**Data extract:**
--

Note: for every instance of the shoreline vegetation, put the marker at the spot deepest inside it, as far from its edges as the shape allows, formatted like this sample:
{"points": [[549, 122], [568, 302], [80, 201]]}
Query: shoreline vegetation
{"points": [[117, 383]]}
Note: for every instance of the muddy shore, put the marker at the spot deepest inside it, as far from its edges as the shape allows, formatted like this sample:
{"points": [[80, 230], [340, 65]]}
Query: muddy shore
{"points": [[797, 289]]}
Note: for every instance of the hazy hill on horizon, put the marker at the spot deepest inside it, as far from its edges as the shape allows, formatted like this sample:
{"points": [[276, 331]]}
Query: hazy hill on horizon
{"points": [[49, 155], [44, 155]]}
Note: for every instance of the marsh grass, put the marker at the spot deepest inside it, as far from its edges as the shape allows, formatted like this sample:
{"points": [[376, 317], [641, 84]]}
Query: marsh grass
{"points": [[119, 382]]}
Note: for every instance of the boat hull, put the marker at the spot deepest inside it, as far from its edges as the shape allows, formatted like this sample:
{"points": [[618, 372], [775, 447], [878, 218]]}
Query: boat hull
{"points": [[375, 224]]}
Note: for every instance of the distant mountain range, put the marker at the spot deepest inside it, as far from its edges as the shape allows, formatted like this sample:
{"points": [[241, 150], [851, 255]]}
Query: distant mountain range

--

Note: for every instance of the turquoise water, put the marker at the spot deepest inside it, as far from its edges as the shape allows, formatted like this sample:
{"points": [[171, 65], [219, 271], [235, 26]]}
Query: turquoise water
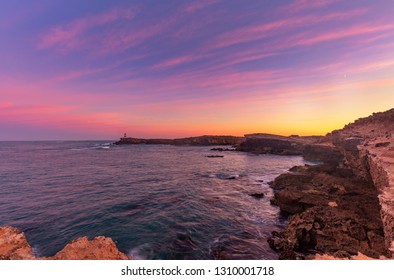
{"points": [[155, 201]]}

--

**Task objective:** Reproduce the data verbatim, starting at the line containing "Note: for every instance of the hazy" and ending after the line containing "Query: distant mountain range".

**Problem solution:**
Note: for every instance of the hazy hill on horizon, put the marker at the spot deepest inside it, as far from its edges as the shape allows, formatted like this sample:
{"points": [[276, 331]]}
Query: hazy hill on horizon
{"points": [[49, 155], [44, 155]]}
Note: for every instance of the marsh grass, put the marker at the spot deepest inside it, as far from its edges as the shape allows, formatted like this sample:
{"points": [[376, 317], [641, 84]]}
Query: marsh grass
{"points": [[119, 382]]}
Note: for every instance of the boat hull, put the marker at the spot deepest inside it, as far from its edges as the shape allows, formatted like this sample:
{"points": [[618, 372], [775, 447], [878, 218]]}
Query: boat hull
{"points": [[375, 224]]}
Note: for every instance of the distant mountain range, put the marker at the spot deepest inside it, as far from its edges as the shape allows, formatted like this sample:
{"points": [[241, 150], [851, 255]]}
Query: distant mountain range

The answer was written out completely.